■ Records contained in a dataset ■
>>
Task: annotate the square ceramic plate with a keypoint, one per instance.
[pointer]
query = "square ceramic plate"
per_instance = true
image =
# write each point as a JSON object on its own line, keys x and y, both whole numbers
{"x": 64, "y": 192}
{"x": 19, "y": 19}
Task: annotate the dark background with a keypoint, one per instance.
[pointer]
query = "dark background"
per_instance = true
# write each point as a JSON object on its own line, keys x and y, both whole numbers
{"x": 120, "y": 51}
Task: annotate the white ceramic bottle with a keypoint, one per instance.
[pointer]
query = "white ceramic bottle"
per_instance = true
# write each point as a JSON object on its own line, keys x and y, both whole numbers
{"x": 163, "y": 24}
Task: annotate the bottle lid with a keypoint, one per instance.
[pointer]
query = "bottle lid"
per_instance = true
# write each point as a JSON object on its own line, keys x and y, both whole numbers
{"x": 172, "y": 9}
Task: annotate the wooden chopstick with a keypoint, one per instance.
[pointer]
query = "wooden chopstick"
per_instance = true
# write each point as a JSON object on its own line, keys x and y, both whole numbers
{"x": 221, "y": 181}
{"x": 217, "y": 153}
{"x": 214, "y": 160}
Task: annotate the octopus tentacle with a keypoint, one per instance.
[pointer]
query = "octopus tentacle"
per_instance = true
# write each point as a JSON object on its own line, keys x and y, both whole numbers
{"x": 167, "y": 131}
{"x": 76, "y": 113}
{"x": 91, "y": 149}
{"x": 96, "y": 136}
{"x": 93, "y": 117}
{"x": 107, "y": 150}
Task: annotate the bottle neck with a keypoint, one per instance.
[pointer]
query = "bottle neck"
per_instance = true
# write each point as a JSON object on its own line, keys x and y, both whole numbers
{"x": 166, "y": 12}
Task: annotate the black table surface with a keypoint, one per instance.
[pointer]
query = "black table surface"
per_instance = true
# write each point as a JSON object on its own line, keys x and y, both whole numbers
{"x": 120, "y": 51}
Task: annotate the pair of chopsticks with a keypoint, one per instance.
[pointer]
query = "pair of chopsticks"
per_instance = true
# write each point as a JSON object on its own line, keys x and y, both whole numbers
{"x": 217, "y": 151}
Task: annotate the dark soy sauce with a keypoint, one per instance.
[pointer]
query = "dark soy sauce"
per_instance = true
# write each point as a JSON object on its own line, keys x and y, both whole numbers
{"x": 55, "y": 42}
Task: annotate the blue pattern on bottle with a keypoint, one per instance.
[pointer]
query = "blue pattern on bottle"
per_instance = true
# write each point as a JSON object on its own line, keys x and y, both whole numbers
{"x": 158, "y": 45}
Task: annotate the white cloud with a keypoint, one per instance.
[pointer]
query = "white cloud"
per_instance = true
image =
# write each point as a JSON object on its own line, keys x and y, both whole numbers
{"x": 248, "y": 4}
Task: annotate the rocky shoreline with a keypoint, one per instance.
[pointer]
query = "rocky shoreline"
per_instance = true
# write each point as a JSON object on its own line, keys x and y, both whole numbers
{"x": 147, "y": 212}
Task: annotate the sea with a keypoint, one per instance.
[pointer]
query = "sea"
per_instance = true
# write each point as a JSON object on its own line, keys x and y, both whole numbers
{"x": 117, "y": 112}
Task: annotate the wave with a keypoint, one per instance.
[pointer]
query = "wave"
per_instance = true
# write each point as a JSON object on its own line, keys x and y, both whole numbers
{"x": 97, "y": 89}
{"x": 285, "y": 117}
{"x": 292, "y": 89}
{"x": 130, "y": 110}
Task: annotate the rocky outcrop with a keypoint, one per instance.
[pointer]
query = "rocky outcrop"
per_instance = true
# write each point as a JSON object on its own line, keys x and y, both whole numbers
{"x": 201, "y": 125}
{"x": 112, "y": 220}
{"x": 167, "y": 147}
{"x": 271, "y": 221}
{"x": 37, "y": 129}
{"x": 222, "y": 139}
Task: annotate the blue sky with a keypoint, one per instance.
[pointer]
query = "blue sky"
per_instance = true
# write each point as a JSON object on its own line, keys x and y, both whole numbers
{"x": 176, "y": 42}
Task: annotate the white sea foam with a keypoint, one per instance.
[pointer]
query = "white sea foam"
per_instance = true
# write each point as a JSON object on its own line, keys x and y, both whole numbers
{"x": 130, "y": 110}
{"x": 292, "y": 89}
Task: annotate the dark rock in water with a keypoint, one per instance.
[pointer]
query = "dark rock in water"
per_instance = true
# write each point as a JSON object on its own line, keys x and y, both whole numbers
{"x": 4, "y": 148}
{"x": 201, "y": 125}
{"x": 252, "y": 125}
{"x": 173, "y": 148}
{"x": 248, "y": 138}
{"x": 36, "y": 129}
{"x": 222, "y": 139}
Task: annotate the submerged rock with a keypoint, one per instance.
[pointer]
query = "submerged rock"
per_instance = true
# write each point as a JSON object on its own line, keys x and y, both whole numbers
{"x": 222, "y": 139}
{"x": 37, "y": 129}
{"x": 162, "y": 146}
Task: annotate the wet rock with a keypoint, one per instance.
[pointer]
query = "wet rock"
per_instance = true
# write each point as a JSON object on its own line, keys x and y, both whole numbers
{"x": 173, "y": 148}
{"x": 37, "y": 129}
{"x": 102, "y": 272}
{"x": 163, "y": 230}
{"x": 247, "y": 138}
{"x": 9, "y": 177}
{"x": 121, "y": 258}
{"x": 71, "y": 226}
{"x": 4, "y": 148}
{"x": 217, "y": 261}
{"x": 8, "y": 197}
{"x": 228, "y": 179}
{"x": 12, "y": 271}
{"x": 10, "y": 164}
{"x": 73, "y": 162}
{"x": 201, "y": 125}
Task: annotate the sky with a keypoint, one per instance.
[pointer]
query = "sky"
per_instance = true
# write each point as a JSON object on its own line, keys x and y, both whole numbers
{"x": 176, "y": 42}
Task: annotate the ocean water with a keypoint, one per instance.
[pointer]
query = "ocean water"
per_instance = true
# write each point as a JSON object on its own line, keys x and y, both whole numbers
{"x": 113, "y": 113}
<<
Transcribe the whole listing exactly.

■ Result of this exercise ■
Task: annotate the square ceramic plate with a keypoint, one per instance.
[pointer]
query = "square ceramic plate"
per_instance = true
image =
# write each point as a JSON object on its own line, keys x and y, both whole numbers
{"x": 64, "y": 192}
{"x": 19, "y": 19}
Task: annotate the dark background with a keypoint, one per instance.
[pointer]
query = "dark background"
per_instance = true
# write each point as a JSON object on its own line, keys x and y, both whole numbers
{"x": 120, "y": 51}
Task: annotate the white ceramic bottle with a keypoint, one per instance.
[pointer]
query = "white ceramic bottle"
per_instance = true
# write each point as a JSON object on its own line, keys x and y, both whole numbers
{"x": 163, "y": 24}
Task: annotate the bottle lid with a keypoint, one per instance.
[pointer]
query = "bottle lid"
per_instance = true
# write each point as a JSON object on its own line, keys x and y, both whole numbers
{"x": 172, "y": 9}
Task: annotate the wooden chopstick with a keypoint, one per instance.
[pointer]
query = "wooden chopstick"
per_instance = true
# write each point as a JSON object on its own line, keys x and y, both whole numbers
{"x": 221, "y": 181}
{"x": 217, "y": 153}
{"x": 214, "y": 160}
Task: annotate the octopus tentacle with a keypoint, one per instance.
[pointer]
query = "octopus tentacle"
per_instance = true
# write each point as a JSON object on its own line, keys x and y, both whole numbers
{"x": 167, "y": 131}
{"x": 76, "y": 113}
{"x": 91, "y": 149}
{"x": 96, "y": 136}
{"x": 93, "y": 117}
{"x": 107, "y": 150}
Task: annotate the bottle neck with a keypoint, one per instance.
[pointer]
query = "bottle neck"
per_instance = true
# write each point as a JSON object on its own line, keys x and y, both whole numbers
{"x": 166, "y": 12}
Task: annotate the black table surface with a keypoint, one per instance.
[pointer]
query = "black table surface"
per_instance = true
# write each point as a JSON object on its own line, keys x and y, both whole numbers
{"x": 120, "y": 51}
Task: annotate the pair of chopsticks with a keypoint, one per instance.
[pointer]
query = "pair of chopsticks"
per_instance = true
# write each point as a JSON object on its own line, keys x and y, both whole numbers
{"x": 217, "y": 151}
Task: annotate the dark soy sauce with a keypoint, one per instance.
[pointer]
query = "dark soy sauce"
per_instance = true
# write each point as a JSON object on its own line, keys x and y, both whole numbers
{"x": 55, "y": 42}
Task: annotate the blue pattern on bottle with a keypoint, one per instance.
[pointer]
query = "blue pattern on bottle"
per_instance = true
# write each point as a JSON object on its own line, keys x and y, both whole numbers
{"x": 158, "y": 45}
Task: annotate the white cloud with a keypoint, one per instance.
[pointer]
query = "white cloud"
per_instance = true
image =
# write each point as a JSON object on its own line, keys x and y, both whole numbers
{"x": 248, "y": 4}
Task: annotate the rocky shoreline with a keypoint, one per instance.
[pointer]
query = "rocky shoreline"
per_instance = true
# write each point as a JSON object on its own line, keys x and y, both whole numbers
{"x": 147, "y": 212}
Task: annotate the sea with a keypoint, one per instance.
[pointer]
query = "sea"
per_instance = true
# write each point as a JSON object on its own line, keys x and y, both whole numbers
{"x": 117, "y": 112}
Task: annotate the wave with a keypoint, one per instance.
[pointer]
query = "wave"
per_instance = true
# write each point as a JSON object on its own line, keys x and y, both whole numbers
{"x": 97, "y": 89}
{"x": 285, "y": 117}
{"x": 292, "y": 89}
{"x": 130, "y": 110}
Task: annotate the rocky outcrop with a keypoint, one per instance.
[pointer]
query = "rocky outcrop"
per_instance = true
# write each point as a JSON object on its own line, keys x and y, both whole numbers
{"x": 201, "y": 125}
{"x": 112, "y": 220}
{"x": 167, "y": 147}
{"x": 271, "y": 221}
{"x": 37, "y": 129}
{"x": 222, "y": 139}
Task: annotate the blue sky with a keypoint, one per instance.
[pointer]
query = "blue sky"
per_instance = true
# write each point as a JSON object on its own line, keys x and y, both whole numbers
{"x": 176, "y": 42}
Task: annotate the white sea foam with a keypoint, one per instance.
[pointer]
query = "white sea foam"
per_instance = true
# write each point as a JSON object on its own line, keys x and y, both whole numbers
{"x": 130, "y": 110}
{"x": 292, "y": 89}
Task: annotate the dark rock in water with a keypoint, one per instance.
[pointer]
query = "dark rock in water"
per_instance = true
# write each point as a JSON object on its own line, keys x and y, both whole numbers
{"x": 4, "y": 148}
{"x": 201, "y": 125}
{"x": 252, "y": 125}
{"x": 173, "y": 148}
{"x": 248, "y": 138}
{"x": 36, "y": 129}
{"x": 222, "y": 139}
Task: annotate the submerged rock with a keypoint, one per instance.
[pointer]
query = "submerged rock"
per_instance = true
# write each point as a JSON object on its own line, keys x and y, both whole numbers
{"x": 222, "y": 139}
{"x": 37, "y": 129}
{"x": 162, "y": 146}
Task: annotate the wet rock with a keypoint, one per instance.
[pointer]
query = "wet rock"
per_instance = true
# write each point as a JSON object on its own line, keys x and y, both whole numbers
{"x": 173, "y": 148}
{"x": 37, "y": 129}
{"x": 102, "y": 272}
{"x": 163, "y": 230}
{"x": 247, "y": 138}
{"x": 9, "y": 177}
{"x": 121, "y": 258}
{"x": 71, "y": 226}
{"x": 4, "y": 148}
{"x": 217, "y": 261}
{"x": 8, "y": 197}
{"x": 228, "y": 179}
{"x": 12, "y": 271}
{"x": 10, "y": 164}
{"x": 73, "y": 162}
{"x": 201, "y": 125}
Task: annotate the sky with a keypoint, one per instance.
[pointer]
query = "sky"
per_instance = true
# write each point as a JSON object on its own line, keys x and y, both whole numbers
{"x": 176, "y": 42}
Task: annotate the ocean water with a keypoint, one per instance.
[pointer]
query = "ocean water"
per_instance = true
# write each point as a JSON object on its own line, keys x and y, both whole numbers
{"x": 113, "y": 113}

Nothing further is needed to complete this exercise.